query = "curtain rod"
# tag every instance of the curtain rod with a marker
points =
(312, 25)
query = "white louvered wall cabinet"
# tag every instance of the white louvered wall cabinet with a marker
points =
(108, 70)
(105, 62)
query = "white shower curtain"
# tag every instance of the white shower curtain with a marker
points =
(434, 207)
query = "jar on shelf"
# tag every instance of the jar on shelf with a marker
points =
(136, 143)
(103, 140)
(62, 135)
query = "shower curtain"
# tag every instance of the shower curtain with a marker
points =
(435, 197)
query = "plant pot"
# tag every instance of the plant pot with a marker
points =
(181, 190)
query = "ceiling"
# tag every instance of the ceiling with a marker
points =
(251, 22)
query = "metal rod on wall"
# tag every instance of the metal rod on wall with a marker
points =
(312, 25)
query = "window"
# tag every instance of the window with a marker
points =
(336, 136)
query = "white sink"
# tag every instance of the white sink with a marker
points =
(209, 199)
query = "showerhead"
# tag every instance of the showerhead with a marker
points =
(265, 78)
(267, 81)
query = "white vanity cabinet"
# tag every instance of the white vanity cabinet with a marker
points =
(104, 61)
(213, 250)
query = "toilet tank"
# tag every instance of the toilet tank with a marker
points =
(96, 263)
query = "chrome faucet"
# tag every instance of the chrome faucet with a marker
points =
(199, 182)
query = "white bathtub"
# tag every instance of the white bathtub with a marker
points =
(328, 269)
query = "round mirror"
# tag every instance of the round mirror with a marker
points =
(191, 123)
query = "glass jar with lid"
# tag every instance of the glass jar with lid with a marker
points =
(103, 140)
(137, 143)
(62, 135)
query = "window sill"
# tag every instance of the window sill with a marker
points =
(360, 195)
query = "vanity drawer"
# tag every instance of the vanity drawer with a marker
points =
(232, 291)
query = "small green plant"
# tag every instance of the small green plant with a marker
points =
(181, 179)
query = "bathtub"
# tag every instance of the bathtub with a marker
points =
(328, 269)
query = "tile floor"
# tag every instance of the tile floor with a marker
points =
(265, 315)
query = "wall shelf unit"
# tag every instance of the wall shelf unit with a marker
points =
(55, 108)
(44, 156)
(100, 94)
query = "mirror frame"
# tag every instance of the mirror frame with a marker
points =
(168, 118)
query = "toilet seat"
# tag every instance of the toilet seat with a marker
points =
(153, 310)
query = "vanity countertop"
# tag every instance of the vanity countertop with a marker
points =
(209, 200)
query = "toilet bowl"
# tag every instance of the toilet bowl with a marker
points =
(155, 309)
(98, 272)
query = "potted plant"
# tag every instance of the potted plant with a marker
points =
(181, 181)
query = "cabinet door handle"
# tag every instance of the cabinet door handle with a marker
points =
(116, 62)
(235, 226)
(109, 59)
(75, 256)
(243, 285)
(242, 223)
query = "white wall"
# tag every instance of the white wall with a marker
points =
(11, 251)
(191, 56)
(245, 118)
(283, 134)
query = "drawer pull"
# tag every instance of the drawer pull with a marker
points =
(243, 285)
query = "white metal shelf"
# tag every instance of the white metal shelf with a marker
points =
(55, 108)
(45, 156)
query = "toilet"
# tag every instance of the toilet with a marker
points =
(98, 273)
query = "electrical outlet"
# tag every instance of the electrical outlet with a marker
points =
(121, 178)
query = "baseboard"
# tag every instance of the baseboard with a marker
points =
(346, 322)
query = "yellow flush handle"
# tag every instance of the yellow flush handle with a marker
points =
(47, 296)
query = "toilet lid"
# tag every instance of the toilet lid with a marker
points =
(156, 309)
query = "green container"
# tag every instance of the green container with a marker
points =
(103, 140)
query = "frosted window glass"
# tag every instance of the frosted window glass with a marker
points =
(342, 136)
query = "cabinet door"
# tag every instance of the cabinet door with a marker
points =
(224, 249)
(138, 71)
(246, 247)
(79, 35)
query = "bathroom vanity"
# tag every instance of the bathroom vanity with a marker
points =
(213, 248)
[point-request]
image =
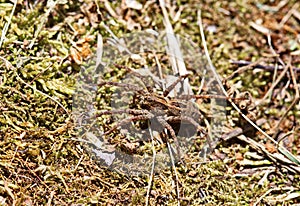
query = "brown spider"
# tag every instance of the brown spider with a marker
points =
(155, 108)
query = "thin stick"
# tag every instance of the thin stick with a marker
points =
(289, 155)
(296, 99)
(260, 66)
(153, 165)
(43, 20)
(6, 26)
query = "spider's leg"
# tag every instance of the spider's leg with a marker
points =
(166, 125)
(173, 85)
(188, 119)
(128, 120)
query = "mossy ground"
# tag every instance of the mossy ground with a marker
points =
(41, 57)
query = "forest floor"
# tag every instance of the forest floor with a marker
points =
(47, 46)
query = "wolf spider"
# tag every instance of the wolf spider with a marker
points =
(155, 107)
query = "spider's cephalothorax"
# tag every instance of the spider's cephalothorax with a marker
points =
(156, 109)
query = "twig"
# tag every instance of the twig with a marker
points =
(259, 66)
(173, 48)
(43, 20)
(296, 99)
(6, 26)
(175, 172)
(153, 165)
(289, 155)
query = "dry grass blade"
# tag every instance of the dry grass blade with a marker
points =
(6, 26)
(282, 149)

☆ ☆ ☆ ☆ ☆

Locate the line containing "[point-request]" in the material above, then repeat it and every later line exactly, with no pictures.

### [Written response]
[point-request]
image =
query = "brown spider"
# tag every instance of the brown spider with a marker
points =
(155, 108)
query = "thin stick"
# tag every instance of the thin stick with a marker
points =
(289, 155)
(296, 99)
(260, 66)
(153, 165)
(43, 20)
(6, 26)
query = "spider's leg"
# tag every instance of the spider's leg with a marker
points =
(166, 125)
(173, 85)
(188, 119)
(128, 120)
query = "mossy ground"
# tag every instance of the mossy ground with a marker
points =
(41, 57)
query = "forest floor"
# tag every instance of the forest floor with a marker
points =
(47, 46)
query = "wolf spider"
# tag every instance of the wolf spider with a marker
points =
(155, 107)
query = "spider's cephalothorax"
# tag every instance of the spider's cephalothorax with a marker
points =
(156, 109)
query = "twig"
# tag every instance of the twig with a marker
points =
(259, 66)
(173, 48)
(43, 20)
(296, 99)
(6, 26)
(175, 172)
(153, 165)
(289, 155)
query = "dry grass blade"
# tag every instance of the dry grass blade with a marker
points =
(6, 26)
(282, 149)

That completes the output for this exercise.